Items
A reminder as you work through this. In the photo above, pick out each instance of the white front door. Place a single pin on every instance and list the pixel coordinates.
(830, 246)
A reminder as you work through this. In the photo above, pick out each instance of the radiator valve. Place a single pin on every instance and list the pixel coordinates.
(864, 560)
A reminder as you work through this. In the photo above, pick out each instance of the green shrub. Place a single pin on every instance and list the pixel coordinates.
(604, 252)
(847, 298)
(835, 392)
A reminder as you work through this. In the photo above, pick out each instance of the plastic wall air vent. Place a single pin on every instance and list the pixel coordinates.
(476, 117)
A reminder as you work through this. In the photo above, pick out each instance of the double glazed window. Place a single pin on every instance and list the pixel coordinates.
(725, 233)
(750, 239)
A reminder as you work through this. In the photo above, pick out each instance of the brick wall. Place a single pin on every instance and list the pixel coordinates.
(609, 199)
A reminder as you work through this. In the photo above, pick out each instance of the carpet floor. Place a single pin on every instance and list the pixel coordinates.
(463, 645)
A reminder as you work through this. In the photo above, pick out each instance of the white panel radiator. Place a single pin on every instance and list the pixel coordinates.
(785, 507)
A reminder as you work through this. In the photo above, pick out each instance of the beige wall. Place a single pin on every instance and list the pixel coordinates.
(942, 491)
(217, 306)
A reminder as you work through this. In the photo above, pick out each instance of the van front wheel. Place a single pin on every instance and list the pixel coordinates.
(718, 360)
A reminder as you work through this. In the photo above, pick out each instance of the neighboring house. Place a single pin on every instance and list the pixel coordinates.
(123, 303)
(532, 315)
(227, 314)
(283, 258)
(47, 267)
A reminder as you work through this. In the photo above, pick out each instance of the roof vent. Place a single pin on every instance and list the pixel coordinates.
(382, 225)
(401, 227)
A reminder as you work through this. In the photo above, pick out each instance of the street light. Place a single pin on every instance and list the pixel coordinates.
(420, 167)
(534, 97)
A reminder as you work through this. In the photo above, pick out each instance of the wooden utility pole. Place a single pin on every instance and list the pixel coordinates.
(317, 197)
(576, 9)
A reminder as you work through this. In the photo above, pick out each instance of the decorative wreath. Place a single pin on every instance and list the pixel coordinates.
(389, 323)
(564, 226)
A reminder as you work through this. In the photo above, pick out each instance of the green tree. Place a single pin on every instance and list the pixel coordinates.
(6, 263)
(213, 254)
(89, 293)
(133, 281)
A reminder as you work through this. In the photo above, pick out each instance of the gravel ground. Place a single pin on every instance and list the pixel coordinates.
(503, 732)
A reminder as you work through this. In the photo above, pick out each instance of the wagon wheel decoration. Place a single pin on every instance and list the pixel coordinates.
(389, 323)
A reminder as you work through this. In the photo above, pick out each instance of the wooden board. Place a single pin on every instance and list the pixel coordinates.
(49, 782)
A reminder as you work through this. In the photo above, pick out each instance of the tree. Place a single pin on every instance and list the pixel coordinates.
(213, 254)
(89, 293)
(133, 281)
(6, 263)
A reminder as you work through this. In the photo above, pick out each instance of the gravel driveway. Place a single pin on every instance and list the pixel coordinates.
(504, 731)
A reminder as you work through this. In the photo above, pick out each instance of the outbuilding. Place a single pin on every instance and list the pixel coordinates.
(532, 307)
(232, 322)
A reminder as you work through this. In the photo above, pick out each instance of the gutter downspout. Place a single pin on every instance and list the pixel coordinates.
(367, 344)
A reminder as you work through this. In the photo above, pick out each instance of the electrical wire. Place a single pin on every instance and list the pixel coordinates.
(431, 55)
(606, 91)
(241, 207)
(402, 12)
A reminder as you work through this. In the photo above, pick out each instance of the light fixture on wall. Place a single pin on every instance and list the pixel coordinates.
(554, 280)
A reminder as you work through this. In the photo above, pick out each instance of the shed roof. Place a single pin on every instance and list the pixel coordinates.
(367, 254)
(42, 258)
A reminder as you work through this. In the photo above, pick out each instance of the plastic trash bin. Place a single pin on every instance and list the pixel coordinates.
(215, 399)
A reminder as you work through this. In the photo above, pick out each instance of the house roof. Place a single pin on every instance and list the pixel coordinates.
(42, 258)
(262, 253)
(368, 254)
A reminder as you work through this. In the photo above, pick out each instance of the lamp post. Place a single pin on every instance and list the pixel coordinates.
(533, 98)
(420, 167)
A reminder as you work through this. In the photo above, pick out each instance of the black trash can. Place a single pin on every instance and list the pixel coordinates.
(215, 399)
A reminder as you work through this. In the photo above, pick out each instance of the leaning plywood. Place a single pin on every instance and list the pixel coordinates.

Given instruction
Each line from the one containing "the gravel driveway." to the end of the records should be echoed exactly, and no other line.

Correct response
A reminder as you work through this. In the photo above, pick out each instance of the gravel driveway. Place a single pin on every instance and list the pixel coordinates.
(504, 731)
A reminder as you work through this. In the photo above, pick out each instance of the outbuilding. Place a single pin on every instance and list the pixel coordinates.
(532, 307)
(232, 322)
A reminder as you work through this. In the photo above, pick out each instance of the gutter downspout. Place a single pin on every instance and list the pixel coordinates.
(367, 344)
A reminder as you work through this. In the photo above, pick out each instance of the electrical wire. Place a single pin on every instance and list the pixel coordinates.
(431, 55)
(606, 91)
(241, 207)
(402, 12)
A reminder as you work through this. In the photo above, pick out each instance of the light fixture on wall. Place a single pin on every instance and list the pixel coordinates.
(554, 280)
A reminder as you work through this. In the photo above, pick out each instance of the shed roof. Place a single pin on every instance and list the pixel coordinates.
(367, 254)
(42, 258)
A reminder as you work through this. In the photo above, pick out each instance of the plastic trash bin. Place a single pin on every instance and list the pixel coordinates.
(215, 399)
A reminder as you work through this. In the photo above, pick out each instance of the house roof. Place a single pin on every instance and list the pixel coordinates.
(42, 258)
(262, 253)
(368, 254)
A reminder as you work through this. In the photo above, pick out each instance of the lamp post. Place a single pin on every instance and list the pixel coordinates.
(533, 98)
(420, 167)
A reminder as you work through this. In the photo above, pick out each instance of the black trash can. Place a single pin on every instance and list the pixel coordinates.
(215, 399)
A reminder as you work through this. In the photo above, pick out each instance of the leaning plywood. Place a single pin on every instance and list the pixel coordinates.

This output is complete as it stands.